__Given request 1__
Please list the destinations outside France that, according to the wine tourism article below, made La Revue's list.

__Passage provided__
Wine Tourism à la Française

My colleague Pierre has returned from visiting his parents in Toulouse and he brought with him the May 2012 special wine tourism issue of La Revue du Vin de France,  which features “Les 35 meilleurs circuits du vin.” Since I’m working on the wine tourism chapter of my next book I couldn’t wait to dig in.

So what are the 35 best wine tourism destinations? Well, given the French readership of La Revue it should be no surprise that 29 of them are in France itself. I’m sure that if Wine Spectator were to pick out the best wine touring routes there would be an American bias (out of practical concern if nothing else) although it might not so extreme as this French case.

Tour de France

I sensed a diplomatic hand at work in making the selection as virtually every important wine region in France is singled out in one way or another. I think you could organize a Tour de France-style bicycle race from these wine tourism suggestion (Le Tour typically touches every corner of France). If you did, I suppose you’d want to stock up on Boisset’s Yellow Jersey wine, made in tribute to the great race  — the plastic container fits neatly in your bicycle’s water bottle cage.

Even Paris makes the wine tour list. You might wonder at this because vineyards are not frequently seen on Parisian hillsides, but that’s not why wine tourists go to Paris. It’s the shops and wine bars that are the attraction here. 

So La Revue directs you to visit Galeries Lafayette in the IX arrondissement to see the magnificent collection (“12000 bouteilles en cave”) of Bordeaux wines there.  Other shops are recommended for unrivaled access to wines from Burdundy, Champagne and Languedoc and imported wines, too, from Germany, Hungary and Spain.

Follow the Wine

Although the idea that Paris is a wine tourist destination felt wrong at first, I can see the attraction. Follow the money, Deep Throat said. Follow the wine is good advice, too, and sometimes the best collections of wine are far from the sunny vineyard slopes (but close to where the money resides).

I am particularly interested in La Revue’s selection of wine tourism destinations outside of France. I expected to see Napa Valley on the list; Napa is the second largest tourist destination of any kind in California (after Disneyland) and so certainly the largest wine tourism center in the United States. But it didn’t make the La Revue cut.

Easy to understand, I suppose. When the French visit the United States they may not be thinking of wine. New York, Miami, Los Angeles and maybe Los Vegas — these are the most common European tourist targets I have heard. American wine country is a bit off that map. Or at least it is off La Revue’s map for 2012.

Porto in Portugal did make the list, however, along with Tuscany, Vienna, Geneva, the Rhine Valley and Cape Town, South Africa. Cape Town is a spectacularly good choice for wine tourism, of course, and any list of the top global wine destinations would have to include Tuscany and Germany.

__Record set__
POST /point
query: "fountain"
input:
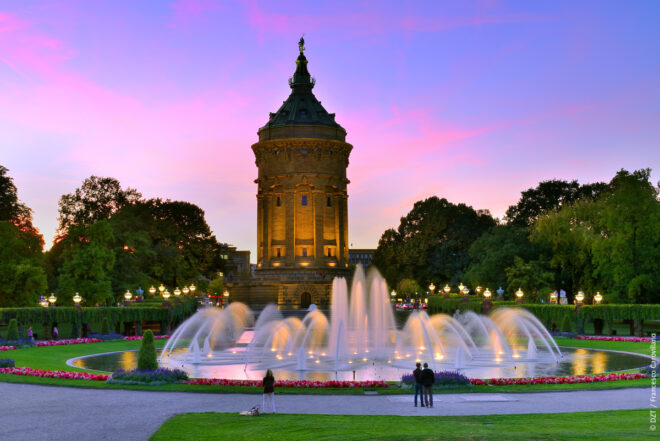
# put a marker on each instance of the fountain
(360, 335)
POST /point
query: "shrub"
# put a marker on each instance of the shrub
(442, 378)
(147, 356)
(12, 330)
(6, 362)
(155, 377)
(105, 326)
(566, 324)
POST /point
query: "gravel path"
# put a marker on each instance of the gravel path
(34, 413)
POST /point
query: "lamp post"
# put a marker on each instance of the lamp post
(519, 295)
(598, 298)
(487, 303)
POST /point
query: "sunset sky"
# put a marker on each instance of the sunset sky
(471, 101)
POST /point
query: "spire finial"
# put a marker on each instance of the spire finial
(301, 44)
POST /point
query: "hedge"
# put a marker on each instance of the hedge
(27, 316)
(554, 313)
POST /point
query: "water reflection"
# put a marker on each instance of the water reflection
(576, 361)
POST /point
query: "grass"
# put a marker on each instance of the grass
(639, 348)
(620, 424)
(55, 357)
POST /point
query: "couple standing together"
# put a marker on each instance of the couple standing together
(424, 379)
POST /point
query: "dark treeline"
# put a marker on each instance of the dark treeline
(560, 235)
(109, 240)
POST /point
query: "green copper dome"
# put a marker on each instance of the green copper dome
(302, 115)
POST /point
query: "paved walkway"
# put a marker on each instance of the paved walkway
(34, 413)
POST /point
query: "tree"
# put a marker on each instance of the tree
(432, 242)
(22, 277)
(97, 199)
(494, 251)
(627, 254)
(550, 196)
(11, 209)
(88, 261)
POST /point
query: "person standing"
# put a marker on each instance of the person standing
(428, 378)
(269, 392)
(417, 374)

__Given request 2__
From the records above, extract every line that contains the string "dome". Case counts.

__Correct response 1__
Porto, Tuscany, Vienna, Geneva, the Rhine Valley, Cape Town

__Correct response 2__
query: "green copper dome"
# put a marker on each instance of the green copper dome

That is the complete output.